**Text for analysis:**
□ □ □ □ □ □ □

This code repository contains the code of the analytical workflow implemented in XXXXXXXX (in review).
XXXXXXXXXXXXXXXXXXX (in review). Scalable and efficient functional connectivity modelling. XXXXXXXXXXXXXXXXXXXXXXXX.
Rationale: Maintaining, enhancing, and restoring ecological connectivity is central to conservation policy and practice. Modelling connectivity at fine spatial resolutions can meaningfully capture species’ movement and guide spatial planning by identifying corridors and barriers, particularly in heterogenous landscapes. However, existing approaches that promise connectivity modelling at fine resolutions and large extents (“large scale”) suffer from accuracy loss and high computational demands, limiting their reliability and computational feasibility.
Aims: We developed a tiling approach for large-scale connectivity modelling that preserves spatial accuracy while maintaining computational feasibility.
Methods: Our approach integrates a unifying functional connectivity framework—the spatial absorbing Markov chain (SAMC)—within a tiling pipeline. The approach comprises four steps: (1) partitioning landscapes into spatial tiles; (2) adding buffers to each tile, with buffer distances informed by species-specific dispersal kernels; (3) modelling connectivity independently within each buffered tile using SAMC; and (4) merging outputs into a landscape-wide connectivity map. We apply our approach to a large landscape comprising 1 million pixels (100,000 km2 extent at 100-m resolution). We assessed sensitivity of spatial accuracy to tile number and buffer size, and benchmarked runtime and memory use across increasing tile number and under parallelisation.
Results: Spatial accuracy was effectively preserved when buffer distances equalled or exceeded the 95th percentile of species’ dispersal kernels and regardless of tile number, producing outputs nearly identical to those from non-tiled models. Increasing tile number resulted in up to ~2.35× speed-up in runtime (from ~7.09 to ~3.16 hours) and ~76.5% decrease in max memory usage (from 36.73 to 8.64 GB). Parallelisation further sped-up runtime up to ~25.08× (down to 18 minutes) and with up to ~11.7% (down to 32.44 GB) decrease in max memory usage.
Conclusion: Our tiling approach enables reliable and computationally feasible large-scale connectivity modelling, addressing long-standing methodological and computational barriers and supporting more scalable connectivity conservation planning.
To reproduce the workflow, make sure to create the following folders within the repository, and download data files at (https://figshare.com/s/afb7eae2e031ed01fb5b)
- ./data/ # contains subfolders of the modelling landscape ([?]_stack.tif) and metadata ([?].rds).
- ./figures # path for figures
- ./functions # contains functions
- ./functions/SAMC_tiling.R # function for tiling and bufferingthe landscape (Steps 1 and 2 of our tiling approach).

□ □ □ □ □ □ □

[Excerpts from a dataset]
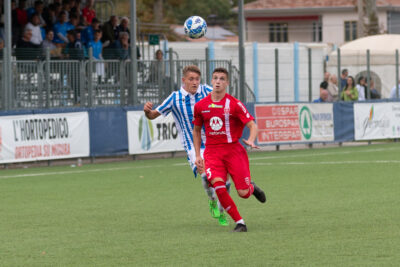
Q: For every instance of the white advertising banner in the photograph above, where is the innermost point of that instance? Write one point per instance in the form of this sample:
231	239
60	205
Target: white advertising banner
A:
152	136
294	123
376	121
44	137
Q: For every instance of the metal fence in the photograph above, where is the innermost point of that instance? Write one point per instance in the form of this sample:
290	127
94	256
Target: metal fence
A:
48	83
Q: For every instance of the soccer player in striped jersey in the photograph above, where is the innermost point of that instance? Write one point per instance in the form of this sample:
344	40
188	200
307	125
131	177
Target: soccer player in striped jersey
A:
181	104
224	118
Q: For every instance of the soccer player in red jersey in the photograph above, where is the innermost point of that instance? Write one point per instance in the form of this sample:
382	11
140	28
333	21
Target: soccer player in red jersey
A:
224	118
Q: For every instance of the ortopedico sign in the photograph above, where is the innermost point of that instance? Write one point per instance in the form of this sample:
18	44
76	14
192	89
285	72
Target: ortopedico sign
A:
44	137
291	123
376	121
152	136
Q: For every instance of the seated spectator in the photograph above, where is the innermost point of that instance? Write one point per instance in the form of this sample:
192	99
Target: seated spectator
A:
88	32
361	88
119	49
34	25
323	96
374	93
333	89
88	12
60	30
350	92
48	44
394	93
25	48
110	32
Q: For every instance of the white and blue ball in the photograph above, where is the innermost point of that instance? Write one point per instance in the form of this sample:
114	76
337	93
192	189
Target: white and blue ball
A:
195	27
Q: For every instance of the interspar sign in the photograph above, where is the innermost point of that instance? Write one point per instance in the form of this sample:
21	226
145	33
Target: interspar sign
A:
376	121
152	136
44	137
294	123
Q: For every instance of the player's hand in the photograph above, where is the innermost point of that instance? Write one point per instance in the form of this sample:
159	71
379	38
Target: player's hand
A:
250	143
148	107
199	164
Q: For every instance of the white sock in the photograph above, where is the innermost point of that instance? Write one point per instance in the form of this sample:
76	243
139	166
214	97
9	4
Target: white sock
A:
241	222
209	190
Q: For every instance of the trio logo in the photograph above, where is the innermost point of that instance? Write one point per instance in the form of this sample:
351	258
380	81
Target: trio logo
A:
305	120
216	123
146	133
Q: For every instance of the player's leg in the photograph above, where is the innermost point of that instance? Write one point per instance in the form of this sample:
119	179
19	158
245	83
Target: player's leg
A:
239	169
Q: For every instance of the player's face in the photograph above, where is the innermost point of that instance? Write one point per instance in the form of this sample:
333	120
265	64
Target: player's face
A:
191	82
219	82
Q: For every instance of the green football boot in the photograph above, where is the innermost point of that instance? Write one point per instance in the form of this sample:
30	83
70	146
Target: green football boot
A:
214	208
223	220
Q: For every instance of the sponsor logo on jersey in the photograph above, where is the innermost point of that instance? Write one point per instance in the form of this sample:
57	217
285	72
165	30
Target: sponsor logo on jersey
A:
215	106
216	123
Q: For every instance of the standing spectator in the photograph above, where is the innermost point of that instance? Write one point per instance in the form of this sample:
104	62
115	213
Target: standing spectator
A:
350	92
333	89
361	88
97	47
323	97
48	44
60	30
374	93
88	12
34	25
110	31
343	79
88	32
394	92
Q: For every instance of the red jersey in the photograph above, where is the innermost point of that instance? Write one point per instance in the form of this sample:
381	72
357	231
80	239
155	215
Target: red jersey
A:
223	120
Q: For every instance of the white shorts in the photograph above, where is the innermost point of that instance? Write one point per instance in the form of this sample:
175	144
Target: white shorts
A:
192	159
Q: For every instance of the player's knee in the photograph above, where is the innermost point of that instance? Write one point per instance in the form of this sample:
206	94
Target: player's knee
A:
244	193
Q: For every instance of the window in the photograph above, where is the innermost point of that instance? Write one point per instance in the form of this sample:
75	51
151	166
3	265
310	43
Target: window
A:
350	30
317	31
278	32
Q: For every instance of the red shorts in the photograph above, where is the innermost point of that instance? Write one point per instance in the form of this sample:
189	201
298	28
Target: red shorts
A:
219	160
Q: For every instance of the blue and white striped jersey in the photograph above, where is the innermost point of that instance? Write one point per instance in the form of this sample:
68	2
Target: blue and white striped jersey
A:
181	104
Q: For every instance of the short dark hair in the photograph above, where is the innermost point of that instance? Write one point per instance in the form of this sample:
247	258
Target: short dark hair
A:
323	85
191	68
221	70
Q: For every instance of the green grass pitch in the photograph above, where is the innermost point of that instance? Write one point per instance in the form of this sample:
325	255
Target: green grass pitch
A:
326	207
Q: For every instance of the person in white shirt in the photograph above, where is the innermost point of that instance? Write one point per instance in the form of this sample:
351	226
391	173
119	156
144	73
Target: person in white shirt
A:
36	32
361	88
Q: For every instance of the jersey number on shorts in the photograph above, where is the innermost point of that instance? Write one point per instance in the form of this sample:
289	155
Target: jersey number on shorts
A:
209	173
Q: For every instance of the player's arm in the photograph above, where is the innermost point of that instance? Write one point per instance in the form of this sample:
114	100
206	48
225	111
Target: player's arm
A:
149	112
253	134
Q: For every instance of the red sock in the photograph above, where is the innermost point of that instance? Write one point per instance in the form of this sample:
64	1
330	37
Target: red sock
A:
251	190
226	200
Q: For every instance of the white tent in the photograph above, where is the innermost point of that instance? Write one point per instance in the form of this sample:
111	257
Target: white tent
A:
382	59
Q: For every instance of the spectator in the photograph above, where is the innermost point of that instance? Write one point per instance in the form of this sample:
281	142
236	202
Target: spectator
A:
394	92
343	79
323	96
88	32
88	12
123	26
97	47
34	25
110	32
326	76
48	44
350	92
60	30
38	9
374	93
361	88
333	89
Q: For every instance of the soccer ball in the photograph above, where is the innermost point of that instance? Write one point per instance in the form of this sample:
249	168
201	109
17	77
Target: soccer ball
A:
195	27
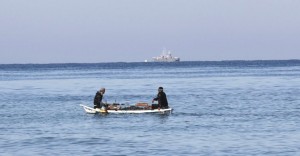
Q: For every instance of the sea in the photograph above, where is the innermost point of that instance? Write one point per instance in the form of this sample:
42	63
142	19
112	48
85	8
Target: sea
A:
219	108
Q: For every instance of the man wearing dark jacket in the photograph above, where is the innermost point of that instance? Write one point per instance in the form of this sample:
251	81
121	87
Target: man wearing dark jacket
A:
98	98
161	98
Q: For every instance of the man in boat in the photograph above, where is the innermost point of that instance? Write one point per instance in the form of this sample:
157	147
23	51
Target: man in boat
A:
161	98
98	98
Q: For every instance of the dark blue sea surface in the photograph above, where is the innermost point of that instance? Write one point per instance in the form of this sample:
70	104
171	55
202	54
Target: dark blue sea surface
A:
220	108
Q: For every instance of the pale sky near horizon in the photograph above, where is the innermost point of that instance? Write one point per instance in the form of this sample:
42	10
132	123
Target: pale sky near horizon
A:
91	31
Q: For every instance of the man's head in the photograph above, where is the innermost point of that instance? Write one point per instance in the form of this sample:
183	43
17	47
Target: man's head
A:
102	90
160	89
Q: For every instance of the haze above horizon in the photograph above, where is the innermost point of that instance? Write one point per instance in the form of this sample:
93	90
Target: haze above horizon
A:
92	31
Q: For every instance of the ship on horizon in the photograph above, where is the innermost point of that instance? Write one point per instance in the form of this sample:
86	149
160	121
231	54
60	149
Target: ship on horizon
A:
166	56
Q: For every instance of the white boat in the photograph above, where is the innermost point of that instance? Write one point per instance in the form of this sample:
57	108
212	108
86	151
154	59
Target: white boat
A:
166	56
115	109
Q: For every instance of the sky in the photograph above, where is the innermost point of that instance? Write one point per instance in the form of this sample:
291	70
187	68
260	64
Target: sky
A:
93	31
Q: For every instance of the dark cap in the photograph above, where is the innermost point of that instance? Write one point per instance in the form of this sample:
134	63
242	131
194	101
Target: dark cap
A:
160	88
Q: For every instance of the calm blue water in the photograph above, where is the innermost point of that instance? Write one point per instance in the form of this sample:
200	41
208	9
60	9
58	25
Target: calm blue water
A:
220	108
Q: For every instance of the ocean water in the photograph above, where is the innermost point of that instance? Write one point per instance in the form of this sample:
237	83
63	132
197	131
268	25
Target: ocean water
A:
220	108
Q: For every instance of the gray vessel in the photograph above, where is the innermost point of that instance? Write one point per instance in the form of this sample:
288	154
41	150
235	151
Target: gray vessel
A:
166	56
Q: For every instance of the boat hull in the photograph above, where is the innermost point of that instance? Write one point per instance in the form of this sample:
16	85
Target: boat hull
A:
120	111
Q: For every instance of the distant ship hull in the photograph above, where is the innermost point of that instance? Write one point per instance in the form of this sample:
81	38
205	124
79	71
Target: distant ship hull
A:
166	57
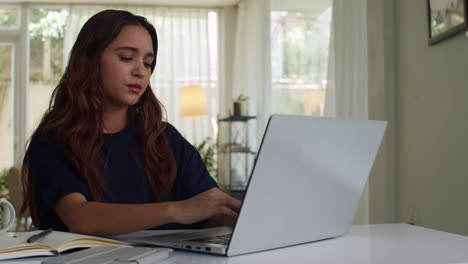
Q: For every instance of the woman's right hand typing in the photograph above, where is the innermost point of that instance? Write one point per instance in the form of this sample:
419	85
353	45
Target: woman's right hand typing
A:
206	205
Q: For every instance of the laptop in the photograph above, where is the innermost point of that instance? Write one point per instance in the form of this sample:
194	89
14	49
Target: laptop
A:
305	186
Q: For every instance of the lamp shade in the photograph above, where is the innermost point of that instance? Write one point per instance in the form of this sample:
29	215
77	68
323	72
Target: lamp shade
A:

□ □ □ □ □ □ □

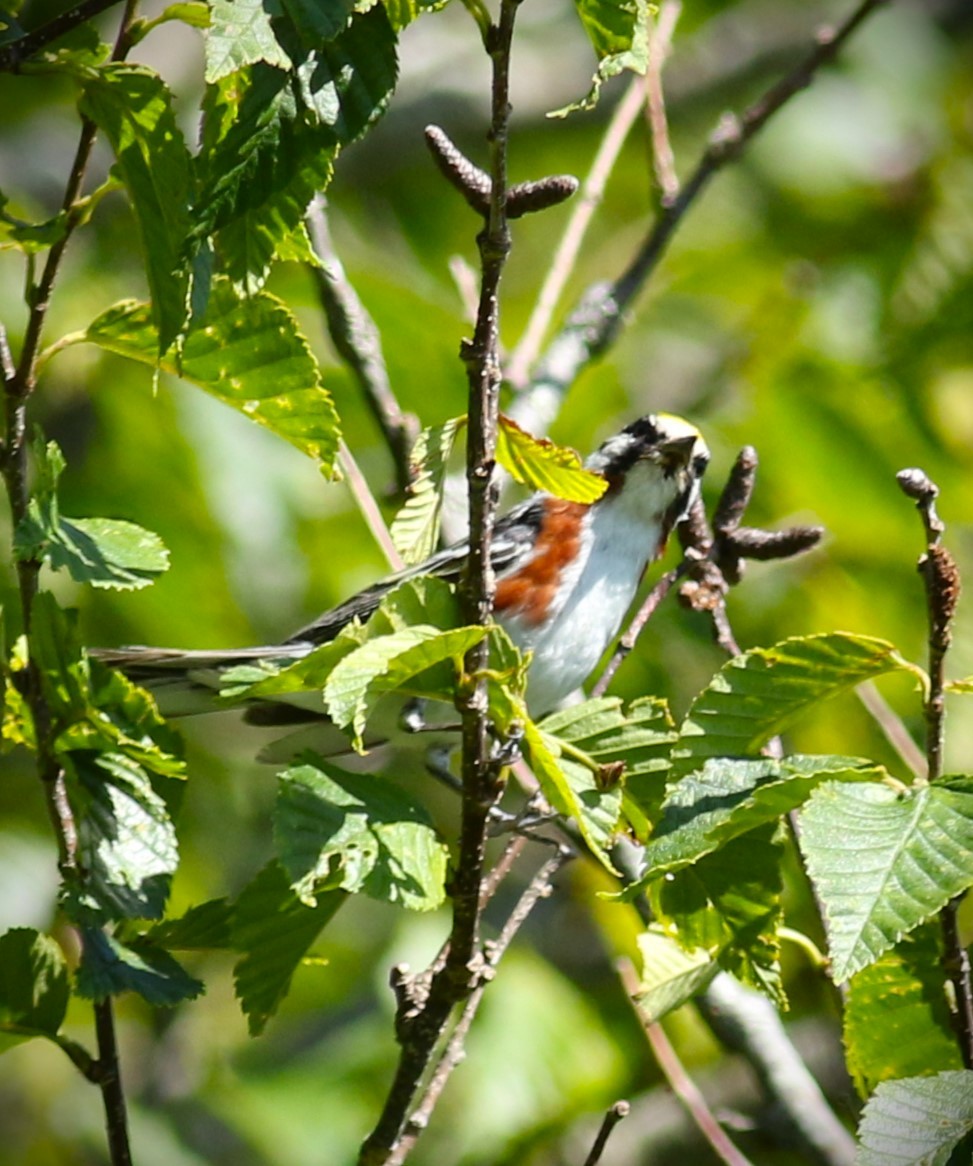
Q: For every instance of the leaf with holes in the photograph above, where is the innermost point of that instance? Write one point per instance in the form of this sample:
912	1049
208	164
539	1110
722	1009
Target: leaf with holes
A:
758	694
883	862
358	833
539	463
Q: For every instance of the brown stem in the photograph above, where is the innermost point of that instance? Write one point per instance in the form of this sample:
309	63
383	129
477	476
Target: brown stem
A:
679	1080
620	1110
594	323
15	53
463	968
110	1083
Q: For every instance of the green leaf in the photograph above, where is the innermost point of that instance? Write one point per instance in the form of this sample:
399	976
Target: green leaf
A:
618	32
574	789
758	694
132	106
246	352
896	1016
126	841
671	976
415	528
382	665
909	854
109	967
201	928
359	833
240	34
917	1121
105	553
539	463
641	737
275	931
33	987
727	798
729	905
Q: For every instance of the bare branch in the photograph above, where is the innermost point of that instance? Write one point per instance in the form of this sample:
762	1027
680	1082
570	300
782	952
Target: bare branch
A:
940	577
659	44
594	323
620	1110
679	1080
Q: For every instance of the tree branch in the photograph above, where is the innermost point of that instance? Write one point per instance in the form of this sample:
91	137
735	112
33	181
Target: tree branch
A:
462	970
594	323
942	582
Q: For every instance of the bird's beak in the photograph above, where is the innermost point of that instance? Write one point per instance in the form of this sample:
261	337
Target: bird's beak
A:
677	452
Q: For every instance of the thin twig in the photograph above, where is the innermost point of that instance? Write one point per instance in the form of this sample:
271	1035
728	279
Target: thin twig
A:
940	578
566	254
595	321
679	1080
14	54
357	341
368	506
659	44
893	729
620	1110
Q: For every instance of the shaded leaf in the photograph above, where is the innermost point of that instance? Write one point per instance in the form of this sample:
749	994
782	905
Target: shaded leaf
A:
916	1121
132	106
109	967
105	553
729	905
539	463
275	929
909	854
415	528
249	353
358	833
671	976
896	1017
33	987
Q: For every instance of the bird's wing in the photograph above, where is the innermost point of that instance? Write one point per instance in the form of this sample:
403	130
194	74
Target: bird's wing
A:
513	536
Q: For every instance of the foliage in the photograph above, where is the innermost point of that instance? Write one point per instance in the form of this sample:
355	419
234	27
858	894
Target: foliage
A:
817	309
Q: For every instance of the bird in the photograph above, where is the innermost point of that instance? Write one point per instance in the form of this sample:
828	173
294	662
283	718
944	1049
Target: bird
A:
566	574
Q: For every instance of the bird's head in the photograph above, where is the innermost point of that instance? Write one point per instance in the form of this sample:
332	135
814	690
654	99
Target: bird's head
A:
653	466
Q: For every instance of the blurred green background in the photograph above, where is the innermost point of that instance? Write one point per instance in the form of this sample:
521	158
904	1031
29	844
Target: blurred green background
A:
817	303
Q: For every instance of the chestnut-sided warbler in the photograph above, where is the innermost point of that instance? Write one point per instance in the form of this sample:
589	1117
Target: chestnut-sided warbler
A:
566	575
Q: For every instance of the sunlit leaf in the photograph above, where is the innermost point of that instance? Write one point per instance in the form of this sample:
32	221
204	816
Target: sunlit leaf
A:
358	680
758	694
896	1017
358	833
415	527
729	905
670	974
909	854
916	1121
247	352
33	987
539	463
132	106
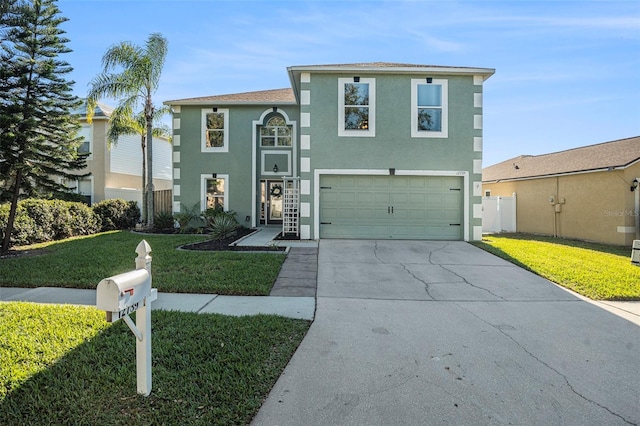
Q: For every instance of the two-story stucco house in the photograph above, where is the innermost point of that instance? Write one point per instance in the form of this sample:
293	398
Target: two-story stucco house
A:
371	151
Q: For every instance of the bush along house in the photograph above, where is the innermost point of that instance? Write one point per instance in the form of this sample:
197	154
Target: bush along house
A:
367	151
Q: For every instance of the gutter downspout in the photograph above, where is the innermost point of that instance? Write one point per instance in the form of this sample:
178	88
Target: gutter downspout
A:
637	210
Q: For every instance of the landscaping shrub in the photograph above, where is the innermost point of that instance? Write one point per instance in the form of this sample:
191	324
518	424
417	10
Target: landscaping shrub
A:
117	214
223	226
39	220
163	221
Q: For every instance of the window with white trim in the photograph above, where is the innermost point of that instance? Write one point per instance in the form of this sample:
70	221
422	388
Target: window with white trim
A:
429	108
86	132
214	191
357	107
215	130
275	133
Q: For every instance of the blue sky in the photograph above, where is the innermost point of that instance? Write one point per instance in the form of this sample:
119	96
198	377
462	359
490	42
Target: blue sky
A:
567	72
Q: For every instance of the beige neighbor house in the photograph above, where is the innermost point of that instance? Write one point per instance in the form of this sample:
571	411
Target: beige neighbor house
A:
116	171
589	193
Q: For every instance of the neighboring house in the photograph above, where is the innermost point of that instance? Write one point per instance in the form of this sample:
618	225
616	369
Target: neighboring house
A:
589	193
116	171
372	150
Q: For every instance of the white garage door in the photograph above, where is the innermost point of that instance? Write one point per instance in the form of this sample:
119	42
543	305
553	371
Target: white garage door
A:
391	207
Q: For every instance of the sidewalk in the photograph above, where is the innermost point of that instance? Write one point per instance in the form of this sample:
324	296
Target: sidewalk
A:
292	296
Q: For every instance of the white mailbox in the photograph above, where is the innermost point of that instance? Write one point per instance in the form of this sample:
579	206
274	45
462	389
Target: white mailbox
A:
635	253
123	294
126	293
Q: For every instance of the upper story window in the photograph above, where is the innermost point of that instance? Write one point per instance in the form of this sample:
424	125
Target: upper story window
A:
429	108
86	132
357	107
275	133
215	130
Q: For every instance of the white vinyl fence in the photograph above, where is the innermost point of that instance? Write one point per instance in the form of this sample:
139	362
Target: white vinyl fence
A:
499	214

□ □ □ □ □ □ □

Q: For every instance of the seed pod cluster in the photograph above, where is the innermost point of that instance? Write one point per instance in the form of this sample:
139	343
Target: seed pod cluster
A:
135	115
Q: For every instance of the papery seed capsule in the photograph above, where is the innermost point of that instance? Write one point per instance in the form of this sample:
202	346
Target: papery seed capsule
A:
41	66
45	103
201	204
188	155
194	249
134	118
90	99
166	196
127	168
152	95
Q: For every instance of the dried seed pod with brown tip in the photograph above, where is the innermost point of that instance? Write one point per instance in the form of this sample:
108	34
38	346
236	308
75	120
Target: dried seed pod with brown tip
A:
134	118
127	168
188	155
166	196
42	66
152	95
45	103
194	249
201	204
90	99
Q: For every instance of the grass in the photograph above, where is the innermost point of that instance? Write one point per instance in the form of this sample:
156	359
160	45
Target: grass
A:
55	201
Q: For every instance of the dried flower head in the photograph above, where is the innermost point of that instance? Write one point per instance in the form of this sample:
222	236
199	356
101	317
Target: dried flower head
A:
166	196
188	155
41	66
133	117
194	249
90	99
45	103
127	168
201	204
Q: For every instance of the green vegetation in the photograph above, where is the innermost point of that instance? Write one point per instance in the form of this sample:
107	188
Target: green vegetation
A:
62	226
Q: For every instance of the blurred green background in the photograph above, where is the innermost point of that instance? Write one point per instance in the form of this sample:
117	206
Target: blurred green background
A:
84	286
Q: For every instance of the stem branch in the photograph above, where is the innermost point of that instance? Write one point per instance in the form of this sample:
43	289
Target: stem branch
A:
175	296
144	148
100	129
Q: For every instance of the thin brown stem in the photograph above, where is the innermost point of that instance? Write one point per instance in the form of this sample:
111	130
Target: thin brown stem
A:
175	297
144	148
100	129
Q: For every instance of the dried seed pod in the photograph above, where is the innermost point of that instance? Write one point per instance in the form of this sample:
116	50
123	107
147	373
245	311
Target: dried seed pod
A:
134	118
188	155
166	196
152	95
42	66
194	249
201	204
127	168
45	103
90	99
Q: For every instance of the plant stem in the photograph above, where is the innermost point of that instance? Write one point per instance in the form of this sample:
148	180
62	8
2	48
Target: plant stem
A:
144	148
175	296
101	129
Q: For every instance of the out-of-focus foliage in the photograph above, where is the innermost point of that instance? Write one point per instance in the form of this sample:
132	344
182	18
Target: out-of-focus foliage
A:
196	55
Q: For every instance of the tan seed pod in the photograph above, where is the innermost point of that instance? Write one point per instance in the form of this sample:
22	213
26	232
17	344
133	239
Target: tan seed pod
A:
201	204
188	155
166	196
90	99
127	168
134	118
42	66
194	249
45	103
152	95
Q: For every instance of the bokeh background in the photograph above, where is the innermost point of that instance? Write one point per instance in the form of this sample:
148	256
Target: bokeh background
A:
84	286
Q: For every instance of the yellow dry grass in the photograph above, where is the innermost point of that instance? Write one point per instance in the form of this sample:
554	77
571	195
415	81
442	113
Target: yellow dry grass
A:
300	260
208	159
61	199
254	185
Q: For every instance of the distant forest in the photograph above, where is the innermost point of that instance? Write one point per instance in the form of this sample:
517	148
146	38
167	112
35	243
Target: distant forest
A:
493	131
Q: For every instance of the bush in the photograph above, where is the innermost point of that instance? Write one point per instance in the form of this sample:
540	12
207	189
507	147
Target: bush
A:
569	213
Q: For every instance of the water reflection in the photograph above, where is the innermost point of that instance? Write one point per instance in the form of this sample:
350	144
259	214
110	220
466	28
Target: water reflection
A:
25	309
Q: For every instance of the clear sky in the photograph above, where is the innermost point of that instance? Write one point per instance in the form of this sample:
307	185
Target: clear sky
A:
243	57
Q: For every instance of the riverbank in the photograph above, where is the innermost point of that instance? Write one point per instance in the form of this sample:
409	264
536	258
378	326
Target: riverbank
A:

□ □ □ □ □ □ □

**Requirement:** Reproduce the connectivity modelling text word for word, from "XXXXXXXXXXXXXXXXXXX (in review)." up to and including "and computational feasibility.".

**Answer box:**
XXXXXXXXXXXXXXXXXXX (in review). Scalable and efficient functional connectivity modelling. XXXXXXXXXXXXXXXXXXXXXXXX.
Rationale: Maintaining, enhancing, and restoring ecological connectivity is central to conservation policy and practice. Modelling connectivity at fine spatial resolutions can meaningfully capture species’ movement and guide spatial planning by identifying corridors and barriers, particularly in heterogenous landscapes. However, existing approaches that promise connectivity modelling at fine resolutions and large extents (“large scale”) suffer from accuracy loss and high computational demands, limiting their reliability and computational feasibility.